[Referring expression data]
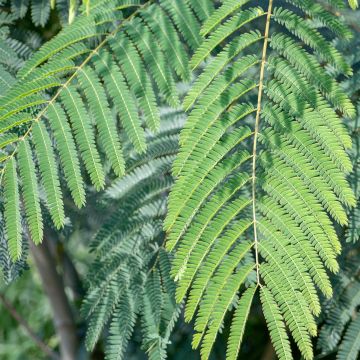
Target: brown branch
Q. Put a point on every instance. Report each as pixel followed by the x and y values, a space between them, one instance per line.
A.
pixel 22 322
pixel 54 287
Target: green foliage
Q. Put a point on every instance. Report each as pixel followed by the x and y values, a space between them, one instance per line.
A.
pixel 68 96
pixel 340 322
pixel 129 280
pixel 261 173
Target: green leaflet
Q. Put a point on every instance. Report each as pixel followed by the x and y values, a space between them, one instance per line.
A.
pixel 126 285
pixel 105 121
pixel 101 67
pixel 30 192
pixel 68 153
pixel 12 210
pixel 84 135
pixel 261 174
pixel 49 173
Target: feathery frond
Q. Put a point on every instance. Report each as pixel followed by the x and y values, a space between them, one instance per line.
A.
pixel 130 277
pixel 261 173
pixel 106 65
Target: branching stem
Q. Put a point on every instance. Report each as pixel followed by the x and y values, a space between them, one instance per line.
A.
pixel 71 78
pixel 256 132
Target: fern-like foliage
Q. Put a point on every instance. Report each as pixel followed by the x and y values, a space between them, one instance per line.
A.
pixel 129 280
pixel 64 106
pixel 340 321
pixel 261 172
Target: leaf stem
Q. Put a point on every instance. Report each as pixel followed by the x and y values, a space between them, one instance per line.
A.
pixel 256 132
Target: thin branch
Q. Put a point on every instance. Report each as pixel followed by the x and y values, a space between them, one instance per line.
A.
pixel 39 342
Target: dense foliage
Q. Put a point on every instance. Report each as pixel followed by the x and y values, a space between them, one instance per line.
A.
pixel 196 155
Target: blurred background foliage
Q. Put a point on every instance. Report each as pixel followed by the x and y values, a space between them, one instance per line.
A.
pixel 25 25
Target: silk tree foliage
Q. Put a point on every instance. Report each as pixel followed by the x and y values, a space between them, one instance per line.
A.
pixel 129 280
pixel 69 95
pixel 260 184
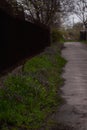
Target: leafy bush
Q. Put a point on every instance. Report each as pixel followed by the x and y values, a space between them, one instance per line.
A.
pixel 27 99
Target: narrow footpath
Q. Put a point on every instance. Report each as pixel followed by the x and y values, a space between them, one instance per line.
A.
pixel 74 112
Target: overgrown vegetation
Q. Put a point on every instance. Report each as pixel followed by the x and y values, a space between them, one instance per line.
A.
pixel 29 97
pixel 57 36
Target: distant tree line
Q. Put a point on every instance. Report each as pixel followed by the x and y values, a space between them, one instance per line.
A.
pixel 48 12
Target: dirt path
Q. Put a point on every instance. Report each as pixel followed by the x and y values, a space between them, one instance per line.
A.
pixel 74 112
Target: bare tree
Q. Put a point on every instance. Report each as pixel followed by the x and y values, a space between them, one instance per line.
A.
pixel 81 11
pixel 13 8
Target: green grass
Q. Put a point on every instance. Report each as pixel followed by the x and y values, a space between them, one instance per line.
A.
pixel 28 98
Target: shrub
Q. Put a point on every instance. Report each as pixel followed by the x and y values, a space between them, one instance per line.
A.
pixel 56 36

==

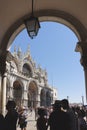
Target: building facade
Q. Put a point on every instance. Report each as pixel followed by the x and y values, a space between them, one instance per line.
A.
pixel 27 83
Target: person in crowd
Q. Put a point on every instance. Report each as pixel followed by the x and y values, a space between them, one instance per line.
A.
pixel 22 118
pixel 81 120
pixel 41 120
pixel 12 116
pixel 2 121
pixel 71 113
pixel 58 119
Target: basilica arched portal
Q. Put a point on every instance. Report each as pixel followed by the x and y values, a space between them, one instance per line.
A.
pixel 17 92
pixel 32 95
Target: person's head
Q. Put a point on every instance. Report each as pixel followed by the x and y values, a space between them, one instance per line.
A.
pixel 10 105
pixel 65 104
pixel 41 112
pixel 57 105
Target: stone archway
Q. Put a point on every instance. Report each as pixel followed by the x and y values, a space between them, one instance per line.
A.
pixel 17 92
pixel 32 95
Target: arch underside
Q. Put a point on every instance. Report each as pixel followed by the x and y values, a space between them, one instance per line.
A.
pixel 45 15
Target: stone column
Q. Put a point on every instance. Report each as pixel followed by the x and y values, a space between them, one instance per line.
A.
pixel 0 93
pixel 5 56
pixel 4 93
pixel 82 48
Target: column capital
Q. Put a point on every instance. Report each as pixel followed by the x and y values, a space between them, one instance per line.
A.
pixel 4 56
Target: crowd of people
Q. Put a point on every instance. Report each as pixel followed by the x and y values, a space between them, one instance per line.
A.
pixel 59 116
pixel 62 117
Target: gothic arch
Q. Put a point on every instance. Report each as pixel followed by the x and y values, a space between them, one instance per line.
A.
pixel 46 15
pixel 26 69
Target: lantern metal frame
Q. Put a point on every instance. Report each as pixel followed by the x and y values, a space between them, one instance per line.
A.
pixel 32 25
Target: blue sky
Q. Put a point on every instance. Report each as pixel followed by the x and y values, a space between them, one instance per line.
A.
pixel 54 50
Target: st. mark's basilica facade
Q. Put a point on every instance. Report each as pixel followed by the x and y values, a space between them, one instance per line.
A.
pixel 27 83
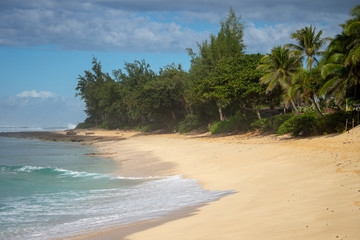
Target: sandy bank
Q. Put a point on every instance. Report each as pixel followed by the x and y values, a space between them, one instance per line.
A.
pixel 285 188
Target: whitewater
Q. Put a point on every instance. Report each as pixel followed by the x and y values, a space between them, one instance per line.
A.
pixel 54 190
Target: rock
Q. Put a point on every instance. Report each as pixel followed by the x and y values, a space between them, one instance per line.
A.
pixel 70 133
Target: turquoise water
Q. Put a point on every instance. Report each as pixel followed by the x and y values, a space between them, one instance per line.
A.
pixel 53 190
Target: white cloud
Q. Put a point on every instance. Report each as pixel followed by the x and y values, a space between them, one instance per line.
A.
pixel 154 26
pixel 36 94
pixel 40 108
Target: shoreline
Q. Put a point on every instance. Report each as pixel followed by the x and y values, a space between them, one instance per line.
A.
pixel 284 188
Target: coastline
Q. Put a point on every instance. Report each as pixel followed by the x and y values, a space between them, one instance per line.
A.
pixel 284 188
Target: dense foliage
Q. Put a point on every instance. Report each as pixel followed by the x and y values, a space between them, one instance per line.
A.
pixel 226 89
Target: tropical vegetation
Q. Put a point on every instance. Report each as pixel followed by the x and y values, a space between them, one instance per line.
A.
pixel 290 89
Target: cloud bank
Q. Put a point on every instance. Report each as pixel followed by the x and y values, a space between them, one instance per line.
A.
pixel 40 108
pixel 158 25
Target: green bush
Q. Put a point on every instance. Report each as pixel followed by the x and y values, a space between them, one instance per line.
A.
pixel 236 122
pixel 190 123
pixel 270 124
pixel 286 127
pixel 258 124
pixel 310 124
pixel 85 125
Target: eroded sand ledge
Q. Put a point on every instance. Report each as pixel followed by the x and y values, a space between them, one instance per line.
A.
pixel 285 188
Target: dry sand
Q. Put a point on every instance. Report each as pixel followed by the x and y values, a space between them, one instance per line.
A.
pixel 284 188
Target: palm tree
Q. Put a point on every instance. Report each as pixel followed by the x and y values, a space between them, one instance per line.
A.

--

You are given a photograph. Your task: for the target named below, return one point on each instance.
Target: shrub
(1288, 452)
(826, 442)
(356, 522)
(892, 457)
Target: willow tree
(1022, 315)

▶ _Problem to solve_
If a line of the records above holds the word "facade", show it.

▶ _Solved exercise_
Target: building facade
Target: st. mark's basilica facade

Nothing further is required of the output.